§ **WHAT YOU ARE ASKED TO DO**
Each line of the data below holding the word "before" must be copied.

§ **SUPPLIED MATERIAL**
::::

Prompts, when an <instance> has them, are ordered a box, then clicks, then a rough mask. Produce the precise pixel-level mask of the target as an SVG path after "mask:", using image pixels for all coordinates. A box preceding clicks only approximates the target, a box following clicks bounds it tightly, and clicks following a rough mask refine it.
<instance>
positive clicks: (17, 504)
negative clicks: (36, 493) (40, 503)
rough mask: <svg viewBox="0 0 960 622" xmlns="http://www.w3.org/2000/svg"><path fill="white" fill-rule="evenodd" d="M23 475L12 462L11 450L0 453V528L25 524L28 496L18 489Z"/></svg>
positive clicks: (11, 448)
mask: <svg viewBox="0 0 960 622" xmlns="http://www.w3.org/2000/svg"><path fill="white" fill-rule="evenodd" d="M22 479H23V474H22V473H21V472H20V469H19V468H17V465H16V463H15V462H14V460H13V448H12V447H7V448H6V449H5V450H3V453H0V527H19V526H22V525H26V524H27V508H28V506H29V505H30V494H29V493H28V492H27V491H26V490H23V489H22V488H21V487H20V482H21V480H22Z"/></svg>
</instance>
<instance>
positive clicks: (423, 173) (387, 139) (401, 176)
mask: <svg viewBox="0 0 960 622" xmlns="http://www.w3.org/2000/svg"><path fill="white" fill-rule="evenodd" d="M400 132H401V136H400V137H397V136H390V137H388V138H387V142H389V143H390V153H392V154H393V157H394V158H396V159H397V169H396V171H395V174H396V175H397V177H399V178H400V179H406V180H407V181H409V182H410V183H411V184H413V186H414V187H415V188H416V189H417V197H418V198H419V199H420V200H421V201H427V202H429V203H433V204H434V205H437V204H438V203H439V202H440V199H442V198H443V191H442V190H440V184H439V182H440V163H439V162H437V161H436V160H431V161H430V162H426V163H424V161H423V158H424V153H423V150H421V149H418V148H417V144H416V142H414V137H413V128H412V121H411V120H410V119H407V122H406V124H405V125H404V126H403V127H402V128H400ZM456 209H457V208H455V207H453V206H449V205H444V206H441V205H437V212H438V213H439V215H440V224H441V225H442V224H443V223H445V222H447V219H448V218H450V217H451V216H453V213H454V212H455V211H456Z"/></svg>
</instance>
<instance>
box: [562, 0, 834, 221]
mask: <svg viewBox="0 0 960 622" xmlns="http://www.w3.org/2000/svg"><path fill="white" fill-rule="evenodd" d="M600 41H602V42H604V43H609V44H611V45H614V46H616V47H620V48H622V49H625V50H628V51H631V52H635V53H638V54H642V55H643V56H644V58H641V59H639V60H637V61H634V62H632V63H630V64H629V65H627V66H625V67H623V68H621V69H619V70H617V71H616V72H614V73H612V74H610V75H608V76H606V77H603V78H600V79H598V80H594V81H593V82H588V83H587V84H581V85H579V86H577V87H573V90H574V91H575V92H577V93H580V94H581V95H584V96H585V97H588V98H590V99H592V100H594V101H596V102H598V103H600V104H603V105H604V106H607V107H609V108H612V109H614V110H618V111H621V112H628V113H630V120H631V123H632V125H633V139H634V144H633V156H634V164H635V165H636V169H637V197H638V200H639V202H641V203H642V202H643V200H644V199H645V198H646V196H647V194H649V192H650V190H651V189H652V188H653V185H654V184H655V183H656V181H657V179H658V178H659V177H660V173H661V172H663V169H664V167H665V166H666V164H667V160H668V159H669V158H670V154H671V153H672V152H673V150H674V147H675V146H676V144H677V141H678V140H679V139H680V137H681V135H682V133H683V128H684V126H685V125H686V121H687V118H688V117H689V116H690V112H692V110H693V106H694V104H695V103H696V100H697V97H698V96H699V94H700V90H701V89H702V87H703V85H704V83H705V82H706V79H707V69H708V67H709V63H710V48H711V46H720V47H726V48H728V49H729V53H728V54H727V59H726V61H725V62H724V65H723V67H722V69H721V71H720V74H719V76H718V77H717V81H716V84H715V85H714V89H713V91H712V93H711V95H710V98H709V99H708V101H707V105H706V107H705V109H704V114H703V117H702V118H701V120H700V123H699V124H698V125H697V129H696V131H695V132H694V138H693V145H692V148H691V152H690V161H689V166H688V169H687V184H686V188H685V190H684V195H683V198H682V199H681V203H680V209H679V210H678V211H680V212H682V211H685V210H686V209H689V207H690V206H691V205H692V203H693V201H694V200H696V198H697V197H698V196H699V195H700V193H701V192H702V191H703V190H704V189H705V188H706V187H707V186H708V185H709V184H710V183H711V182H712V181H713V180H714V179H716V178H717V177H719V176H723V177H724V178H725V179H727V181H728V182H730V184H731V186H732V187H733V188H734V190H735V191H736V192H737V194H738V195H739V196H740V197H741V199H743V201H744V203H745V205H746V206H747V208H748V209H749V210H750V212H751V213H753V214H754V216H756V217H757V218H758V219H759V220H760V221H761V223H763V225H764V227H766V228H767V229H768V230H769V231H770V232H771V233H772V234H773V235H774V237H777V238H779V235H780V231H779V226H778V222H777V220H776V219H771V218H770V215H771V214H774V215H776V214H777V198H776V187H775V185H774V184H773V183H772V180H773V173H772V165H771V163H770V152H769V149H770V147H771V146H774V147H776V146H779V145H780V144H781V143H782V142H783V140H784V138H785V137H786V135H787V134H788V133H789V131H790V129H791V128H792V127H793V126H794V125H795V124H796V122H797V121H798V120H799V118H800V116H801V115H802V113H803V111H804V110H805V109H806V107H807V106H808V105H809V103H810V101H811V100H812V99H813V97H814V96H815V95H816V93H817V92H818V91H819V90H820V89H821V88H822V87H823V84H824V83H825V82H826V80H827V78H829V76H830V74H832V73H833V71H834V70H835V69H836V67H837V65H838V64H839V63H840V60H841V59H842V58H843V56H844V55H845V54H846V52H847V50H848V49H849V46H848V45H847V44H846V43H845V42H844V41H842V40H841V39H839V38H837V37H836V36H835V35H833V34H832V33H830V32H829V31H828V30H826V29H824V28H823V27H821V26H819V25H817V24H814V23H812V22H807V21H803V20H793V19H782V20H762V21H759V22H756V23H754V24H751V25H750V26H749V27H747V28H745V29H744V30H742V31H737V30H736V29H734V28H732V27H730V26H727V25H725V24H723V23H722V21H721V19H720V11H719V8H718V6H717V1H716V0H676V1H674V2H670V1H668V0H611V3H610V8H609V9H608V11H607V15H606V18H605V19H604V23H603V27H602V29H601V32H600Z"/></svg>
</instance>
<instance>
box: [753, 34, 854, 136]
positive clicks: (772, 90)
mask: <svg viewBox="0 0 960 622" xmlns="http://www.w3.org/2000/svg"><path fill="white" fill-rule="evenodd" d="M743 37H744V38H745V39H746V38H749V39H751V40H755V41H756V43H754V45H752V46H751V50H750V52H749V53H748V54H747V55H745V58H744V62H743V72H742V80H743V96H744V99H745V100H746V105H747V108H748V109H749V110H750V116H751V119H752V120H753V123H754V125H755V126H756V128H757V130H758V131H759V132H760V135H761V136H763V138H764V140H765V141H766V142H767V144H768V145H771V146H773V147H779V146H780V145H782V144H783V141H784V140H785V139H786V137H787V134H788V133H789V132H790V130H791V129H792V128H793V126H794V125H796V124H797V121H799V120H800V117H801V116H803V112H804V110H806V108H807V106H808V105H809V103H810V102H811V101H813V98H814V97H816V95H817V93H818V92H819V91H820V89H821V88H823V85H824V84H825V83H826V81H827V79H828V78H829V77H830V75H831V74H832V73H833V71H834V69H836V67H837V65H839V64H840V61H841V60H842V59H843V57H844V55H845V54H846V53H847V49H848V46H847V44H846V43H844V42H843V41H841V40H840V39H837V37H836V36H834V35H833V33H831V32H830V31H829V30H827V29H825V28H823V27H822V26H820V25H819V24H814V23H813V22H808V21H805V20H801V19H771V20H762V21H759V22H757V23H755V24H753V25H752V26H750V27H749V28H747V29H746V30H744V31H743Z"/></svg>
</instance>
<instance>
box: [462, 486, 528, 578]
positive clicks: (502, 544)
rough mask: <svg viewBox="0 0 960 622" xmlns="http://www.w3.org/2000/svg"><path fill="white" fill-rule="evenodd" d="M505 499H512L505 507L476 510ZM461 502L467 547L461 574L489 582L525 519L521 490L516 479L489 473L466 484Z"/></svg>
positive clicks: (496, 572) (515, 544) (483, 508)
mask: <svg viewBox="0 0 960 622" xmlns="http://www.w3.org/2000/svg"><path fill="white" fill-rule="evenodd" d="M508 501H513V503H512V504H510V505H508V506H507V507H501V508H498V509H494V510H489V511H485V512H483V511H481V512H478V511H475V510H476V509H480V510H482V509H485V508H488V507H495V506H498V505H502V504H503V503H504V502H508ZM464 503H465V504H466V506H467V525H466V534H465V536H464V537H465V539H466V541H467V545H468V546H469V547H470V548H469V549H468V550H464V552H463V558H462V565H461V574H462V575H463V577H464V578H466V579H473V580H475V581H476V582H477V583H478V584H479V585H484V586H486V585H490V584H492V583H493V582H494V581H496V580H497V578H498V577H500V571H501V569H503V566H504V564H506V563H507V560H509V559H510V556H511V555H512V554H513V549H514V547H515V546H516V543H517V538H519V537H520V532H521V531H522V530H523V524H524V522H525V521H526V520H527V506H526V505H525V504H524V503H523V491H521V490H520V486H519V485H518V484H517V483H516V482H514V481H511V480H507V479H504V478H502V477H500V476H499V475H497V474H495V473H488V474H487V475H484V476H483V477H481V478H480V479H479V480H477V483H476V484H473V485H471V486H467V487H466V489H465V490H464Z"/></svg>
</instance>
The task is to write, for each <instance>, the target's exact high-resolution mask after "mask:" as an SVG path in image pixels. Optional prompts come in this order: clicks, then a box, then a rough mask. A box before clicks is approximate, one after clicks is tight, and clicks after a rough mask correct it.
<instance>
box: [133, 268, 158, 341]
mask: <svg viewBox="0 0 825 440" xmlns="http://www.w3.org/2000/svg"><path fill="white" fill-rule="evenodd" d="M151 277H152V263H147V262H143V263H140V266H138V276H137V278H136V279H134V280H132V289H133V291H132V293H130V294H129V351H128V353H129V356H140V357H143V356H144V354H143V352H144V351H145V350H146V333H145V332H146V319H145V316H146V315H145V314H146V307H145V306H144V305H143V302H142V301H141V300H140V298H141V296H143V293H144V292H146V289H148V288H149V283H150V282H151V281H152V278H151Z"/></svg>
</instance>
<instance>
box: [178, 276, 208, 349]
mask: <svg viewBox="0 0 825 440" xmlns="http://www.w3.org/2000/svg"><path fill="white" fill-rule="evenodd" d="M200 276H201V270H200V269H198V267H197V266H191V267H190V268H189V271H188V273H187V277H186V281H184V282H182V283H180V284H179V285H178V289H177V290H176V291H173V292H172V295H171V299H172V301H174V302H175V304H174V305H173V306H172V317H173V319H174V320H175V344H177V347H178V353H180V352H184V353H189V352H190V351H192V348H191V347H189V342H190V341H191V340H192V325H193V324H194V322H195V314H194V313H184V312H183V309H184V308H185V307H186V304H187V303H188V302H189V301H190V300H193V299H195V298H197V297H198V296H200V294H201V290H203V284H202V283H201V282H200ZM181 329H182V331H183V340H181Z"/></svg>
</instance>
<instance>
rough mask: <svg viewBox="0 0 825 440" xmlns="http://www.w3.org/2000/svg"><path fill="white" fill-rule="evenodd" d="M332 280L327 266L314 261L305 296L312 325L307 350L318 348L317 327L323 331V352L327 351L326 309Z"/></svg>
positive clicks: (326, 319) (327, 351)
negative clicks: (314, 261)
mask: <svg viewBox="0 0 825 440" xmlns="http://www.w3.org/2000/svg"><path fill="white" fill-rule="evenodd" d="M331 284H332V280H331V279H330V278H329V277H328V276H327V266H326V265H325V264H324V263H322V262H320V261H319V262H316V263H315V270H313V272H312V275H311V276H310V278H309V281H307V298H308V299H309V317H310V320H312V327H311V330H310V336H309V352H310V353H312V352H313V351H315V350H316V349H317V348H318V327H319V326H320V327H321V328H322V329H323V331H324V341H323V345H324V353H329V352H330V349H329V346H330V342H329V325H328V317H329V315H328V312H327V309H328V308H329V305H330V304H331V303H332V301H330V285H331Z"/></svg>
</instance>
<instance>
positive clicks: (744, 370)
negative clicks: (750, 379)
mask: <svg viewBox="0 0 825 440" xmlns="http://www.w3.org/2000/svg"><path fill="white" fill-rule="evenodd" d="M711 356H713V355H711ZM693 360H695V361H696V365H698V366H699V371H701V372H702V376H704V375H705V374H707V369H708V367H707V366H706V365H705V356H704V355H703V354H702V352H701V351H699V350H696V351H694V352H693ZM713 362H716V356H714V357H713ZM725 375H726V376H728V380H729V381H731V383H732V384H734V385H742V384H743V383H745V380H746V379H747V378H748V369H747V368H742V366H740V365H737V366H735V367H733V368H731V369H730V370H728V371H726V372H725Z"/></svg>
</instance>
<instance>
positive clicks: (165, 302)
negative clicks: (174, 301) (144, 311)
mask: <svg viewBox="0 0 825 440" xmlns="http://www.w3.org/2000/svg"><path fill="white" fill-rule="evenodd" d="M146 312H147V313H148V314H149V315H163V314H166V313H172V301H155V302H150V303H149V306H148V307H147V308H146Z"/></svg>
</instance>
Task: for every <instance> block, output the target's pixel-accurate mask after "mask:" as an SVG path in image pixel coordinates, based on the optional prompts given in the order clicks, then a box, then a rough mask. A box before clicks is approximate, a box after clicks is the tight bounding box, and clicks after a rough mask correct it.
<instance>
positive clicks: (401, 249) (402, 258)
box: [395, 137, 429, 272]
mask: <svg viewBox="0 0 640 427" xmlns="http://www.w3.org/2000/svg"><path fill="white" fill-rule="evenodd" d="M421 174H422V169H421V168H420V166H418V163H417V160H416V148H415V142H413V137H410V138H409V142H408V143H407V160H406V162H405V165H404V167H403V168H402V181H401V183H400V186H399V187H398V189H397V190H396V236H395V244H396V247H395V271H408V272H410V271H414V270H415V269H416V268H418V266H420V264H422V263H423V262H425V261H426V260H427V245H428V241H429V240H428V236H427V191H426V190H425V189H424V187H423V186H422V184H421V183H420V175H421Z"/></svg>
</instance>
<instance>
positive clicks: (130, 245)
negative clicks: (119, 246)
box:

::::

§ **WRITTEN RESPONSE**
The task is to write, for each <instance>, the target's exact high-resolution mask after "mask:" as an SVG path in image pixels. Optional prompts come in this order: clicks, then a box, then a rough mask. A box before clicks is approximate, one after clicks is tight, and clicks after a rough mask correct it.
Task: for every <instance> block, output the target's pixel-accurate mask after "mask:" as an SVG path in image pixel coordinates, based on the optional prompts given in the order clicks, then a box, then a rough mask. A box before clicks is approximate, a box after clicks is the tight bounding box, and clicks after a rough mask correct it.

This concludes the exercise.